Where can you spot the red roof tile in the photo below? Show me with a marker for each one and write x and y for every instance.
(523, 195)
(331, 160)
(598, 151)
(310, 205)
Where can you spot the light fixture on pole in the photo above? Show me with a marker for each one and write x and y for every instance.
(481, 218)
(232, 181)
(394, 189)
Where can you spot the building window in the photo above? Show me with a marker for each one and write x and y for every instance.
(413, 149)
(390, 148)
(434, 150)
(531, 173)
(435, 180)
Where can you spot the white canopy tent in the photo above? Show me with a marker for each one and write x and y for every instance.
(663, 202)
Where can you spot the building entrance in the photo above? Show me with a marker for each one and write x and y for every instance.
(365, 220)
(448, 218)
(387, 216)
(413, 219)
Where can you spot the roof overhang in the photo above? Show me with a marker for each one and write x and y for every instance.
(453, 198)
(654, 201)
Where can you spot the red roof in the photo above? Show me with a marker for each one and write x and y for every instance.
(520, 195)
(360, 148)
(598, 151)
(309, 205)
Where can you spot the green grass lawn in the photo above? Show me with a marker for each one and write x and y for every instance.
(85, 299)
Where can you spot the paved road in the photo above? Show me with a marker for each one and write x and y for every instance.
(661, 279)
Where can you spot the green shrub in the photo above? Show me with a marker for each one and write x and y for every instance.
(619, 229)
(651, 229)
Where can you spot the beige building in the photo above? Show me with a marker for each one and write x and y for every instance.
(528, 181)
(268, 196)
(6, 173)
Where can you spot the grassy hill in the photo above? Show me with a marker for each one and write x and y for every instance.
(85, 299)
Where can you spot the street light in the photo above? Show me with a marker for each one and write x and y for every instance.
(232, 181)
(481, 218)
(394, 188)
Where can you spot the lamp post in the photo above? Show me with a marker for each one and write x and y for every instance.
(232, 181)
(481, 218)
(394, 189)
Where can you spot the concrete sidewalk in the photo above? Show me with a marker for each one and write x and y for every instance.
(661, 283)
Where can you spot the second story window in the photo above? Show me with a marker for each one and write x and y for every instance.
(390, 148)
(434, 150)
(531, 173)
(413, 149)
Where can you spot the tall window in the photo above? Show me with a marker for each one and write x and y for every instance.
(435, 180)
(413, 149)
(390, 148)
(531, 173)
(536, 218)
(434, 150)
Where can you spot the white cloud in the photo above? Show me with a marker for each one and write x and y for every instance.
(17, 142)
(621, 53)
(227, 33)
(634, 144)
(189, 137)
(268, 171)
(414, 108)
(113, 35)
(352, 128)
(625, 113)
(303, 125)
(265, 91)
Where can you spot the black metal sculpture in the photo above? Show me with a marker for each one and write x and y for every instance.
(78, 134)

══════════════════════════════

Locate the line that contains "Where can you spot the roof". Repeat it and every line after it, up to and including the final line, exactly.

Where can you spot the roof overhang in the photo above? Show me with a marker for each one and write x and y for every instance.
(453, 198)
(654, 201)
Where can you spot the red roof in the photo above? Show me with a marker for each one and write x and y for every instance.
(520, 195)
(360, 148)
(598, 151)
(309, 205)
Where can you spot the green grass lawn in the photo above? Show me with a marker for each one and write x and y for every instance.
(85, 299)
Where can you spot the paved road in the photo above? Show me with a marker for each one and write x and y for every instance.
(661, 279)
Where can you spot the green shrub in the photo above? Show me with a marker for each one and write x and y for every instance.
(619, 229)
(651, 229)
Where can you spot the beige building in the photo above? Show me with a marker for each one and write x and y for every instance.
(528, 181)
(268, 196)
(6, 173)
Where can you spot the grassy hill in the photo above? Show me with a marker for each one and write x and y for every instance.
(85, 299)
Where can you spot the street light in the photo above? Show me with a marker for each one and write x and y for every instance.
(232, 181)
(481, 218)
(394, 188)
Where can you spot the lamp post in the photo above? Show me with a marker for each one and write x and y for every instance.
(232, 181)
(481, 218)
(394, 189)
Where can you spot the concrete sidewalk in the photo above? Show me with a marker for each one and write x and y for every instance.
(661, 283)
Where can you spot the second story window in the photo above? Show me with a marker for each one and write x and y for every instance.
(390, 148)
(434, 150)
(531, 173)
(413, 149)
Where can you spot the tall window in the photo above? Show me with a marker for each one and write x and y for every instance.
(435, 180)
(413, 149)
(390, 148)
(531, 173)
(536, 218)
(434, 150)
Where can you spot the white cloud in the photo above? Show me with a marker for each one and write x and y for every instance.
(17, 142)
(621, 53)
(227, 33)
(634, 144)
(189, 137)
(268, 171)
(414, 108)
(113, 35)
(352, 128)
(625, 113)
(303, 125)
(265, 91)
Where can you spot the black metal sculpture in the photo above? Show me with a marker for each one and write x and y for every instance.
(78, 134)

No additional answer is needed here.